▶ _Work request A_:
According to the passage on sexual assault, what is unwanted sexual behavior called when the act is sudden, short in duration, and/or infrequent?
▶ _Work request B_:
Resume the passage on sexual assault after its final sentence, keeping its first-person voice.

▶ _Text under study_:
---*---

When it comes to conversations on sexual assault and rape, I’m those words in the margins. Relevant, but the show will still go on without me.
You see, I’m not the typical survivor you hear about in the news or hear described in the vast majority of public conversations about assault. I wasn’t at a party. I wasn’t drunk. I wasn’t drugged. I wasn’t in a dark alley. It wasn’t a violent attack. I have no scars or bruises. And I wasn’t penetrated.
Wait, what? Why are you even writing this? It wasn’t a legitimate sexual assault, right? I started to believe it wasn’t, and sometimes I still doubt myself. But that’s not because it wasn’t a sexual assault; it’s because the people around me, the people who are supposed to be there for me, don’t believe it was — they don’t believe me.
The following is something a good friend recently said to me: “Molestation is only taken seriously—for the most part—when there is an underage party. It seems we as women are to expect being felt up, and expected to view it as a trifle, as a couple steps behind sexual assault.” Molestation is forcing any unwanted sexual behavior on another person, regardless of age. Moreover, when the act is sudden, short in duration, and/or is infrequent in occurrence, it is called sexual assault (and when it is the opposite of those three characteristics, it is called sexual abuse).

---*---

▶ _Supplied material_:

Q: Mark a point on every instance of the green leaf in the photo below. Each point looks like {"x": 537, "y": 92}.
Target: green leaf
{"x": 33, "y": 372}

---*---

▶ _Written answer A_:
It is called sexual assault.

▶ _Written answer B_:
Despite this definition, which is recognized by advocacy groups everywhere, every conversation (there were only a handful) with a sexual assault and rape counselor or a health professional went something like this:
Me: *awkwardly say that I was sexually assaulted by someone I know, because honestly I don’t think there’s a way not to feel uncomfortable recounting such an experience*
Them: Do you think you could be pregnant? Do you need medical attention? Can I see and assess your injuries?
Me: No, I’m not pregnant. No, I don’t need medical attention. No, I don’t have physical injuries, because it wasn’t violent. And I wasn’t penetrated.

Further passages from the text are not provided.